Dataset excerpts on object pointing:
-=-=-=-=-

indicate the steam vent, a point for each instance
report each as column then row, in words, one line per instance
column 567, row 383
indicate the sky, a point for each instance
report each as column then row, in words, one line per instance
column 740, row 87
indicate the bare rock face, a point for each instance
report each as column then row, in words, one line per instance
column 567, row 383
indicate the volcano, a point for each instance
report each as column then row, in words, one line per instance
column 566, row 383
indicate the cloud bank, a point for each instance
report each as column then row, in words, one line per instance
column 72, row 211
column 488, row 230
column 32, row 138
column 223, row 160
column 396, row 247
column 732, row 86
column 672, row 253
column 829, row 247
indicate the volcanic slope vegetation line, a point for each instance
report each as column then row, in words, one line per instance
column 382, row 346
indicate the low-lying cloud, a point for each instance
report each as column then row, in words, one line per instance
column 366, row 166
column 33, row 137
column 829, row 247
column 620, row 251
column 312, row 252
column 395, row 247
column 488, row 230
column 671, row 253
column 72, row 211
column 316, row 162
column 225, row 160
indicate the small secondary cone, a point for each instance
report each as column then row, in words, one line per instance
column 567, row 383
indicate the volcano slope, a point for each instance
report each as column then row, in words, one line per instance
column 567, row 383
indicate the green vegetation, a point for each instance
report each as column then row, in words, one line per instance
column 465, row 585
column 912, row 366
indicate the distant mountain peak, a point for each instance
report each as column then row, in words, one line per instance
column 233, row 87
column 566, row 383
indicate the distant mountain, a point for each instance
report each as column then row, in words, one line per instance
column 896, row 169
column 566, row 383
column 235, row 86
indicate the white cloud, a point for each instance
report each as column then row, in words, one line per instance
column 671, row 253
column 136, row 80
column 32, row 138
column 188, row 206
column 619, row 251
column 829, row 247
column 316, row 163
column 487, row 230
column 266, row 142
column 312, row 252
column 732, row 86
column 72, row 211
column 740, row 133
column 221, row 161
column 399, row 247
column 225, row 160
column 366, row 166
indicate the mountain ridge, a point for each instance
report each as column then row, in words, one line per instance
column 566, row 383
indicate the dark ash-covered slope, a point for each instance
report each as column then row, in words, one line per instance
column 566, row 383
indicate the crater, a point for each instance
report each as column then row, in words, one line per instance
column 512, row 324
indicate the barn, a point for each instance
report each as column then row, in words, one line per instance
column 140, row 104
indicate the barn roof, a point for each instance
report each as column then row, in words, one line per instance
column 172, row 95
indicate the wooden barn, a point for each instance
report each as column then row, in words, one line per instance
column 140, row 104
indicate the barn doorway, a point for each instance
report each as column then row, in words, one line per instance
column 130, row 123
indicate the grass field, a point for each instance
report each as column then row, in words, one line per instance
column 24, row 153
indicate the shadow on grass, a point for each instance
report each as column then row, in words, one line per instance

-=-=-=-=-

### Requirement
Rewrite all of the lines above, swapping "indicate" for "locate" wherever it occurs and leaving everything else untouched.

### Finished exercise
locate the steam vent, a point for each instance
report each as column then row, in words, one line per instance
column 567, row 383
locate the sky, a point for each instance
report each as column then row, in words, one line per instance
column 740, row 87
locate the bare rock face, a point for each instance
report each as column then row, in words, one line per instance
column 567, row 383
locate the volcano, a point for each instance
report each as column then row, in words, one line per instance
column 566, row 383
locate the cloud bank, a point for each instance
report each as column then row, in words, one line per instance
column 72, row 211
column 488, row 230
column 32, row 138
column 223, row 160
column 396, row 247
column 732, row 86
column 672, row 253
column 829, row 247
locate the volcanic slope vegetation line, a point for each instance
report each as column then row, in words, one line per instance
column 382, row 346
locate the low-lying cloud, a point for each instance
report each as column then row, in words, one line per instance
column 366, row 166
column 33, row 137
column 829, row 247
column 620, row 251
column 312, row 252
column 395, row 247
column 488, row 230
column 671, row 253
column 72, row 211
column 316, row 162
column 225, row 160
locate the small secondary cone, a point for each instance
report each as column then row, in words, one line per instance
column 567, row 383
locate the volcano slope, a point for each instance
report each as column then row, in words, one line per instance
column 567, row 383
locate the green vegetation, a point for each instance
report each as column then row, in words, one line per instance
column 465, row 585
column 912, row 366
locate the distant mountain peak, a point for each instance
report each as column then row, in words, one line per instance
column 233, row 87
column 566, row 383
locate the distant mountain, a point for each instance
report each as column then row, in words, one line per instance
column 896, row 169
column 566, row 383
column 235, row 86
locate the white cloud, a point for each instance
report each as column then row, in words, one line per instance
column 671, row 253
column 136, row 80
column 32, row 138
column 188, row 206
column 619, row 251
column 829, row 247
column 316, row 163
column 487, row 230
column 266, row 142
column 312, row 252
column 732, row 86
column 72, row 211
column 740, row 133
column 221, row 161
column 399, row 247
column 225, row 160
column 366, row 166
locate the mountain ridge, a point for each instance
report each as column then row, in words, one line per instance
column 566, row 383
locate the dark ash-covered slope, a point for each instance
report each as column then row, in words, one line per instance
column 566, row 383
locate the crater, a point for each instance
report each as column then row, in words, one line per instance
column 512, row 324
locate the barn, a point for each instance
report each as column then row, in words, one line per instance
column 140, row 104
locate the barn roof, a point for each instance
report each as column then row, in words, one line per instance
column 172, row 95
locate the wooden barn, a point for each instance
report each as column then row, in words, one line per instance
column 140, row 104
locate the barn doorway, a point for each instance
report each as column then row, in words, one line per instance
column 130, row 123
locate the grass field, a point for each instance
report each as column then row, in words, one line per instance
column 24, row 153
locate the shadow on grass, a point for each instance
report each as column then row, in words, one line per instance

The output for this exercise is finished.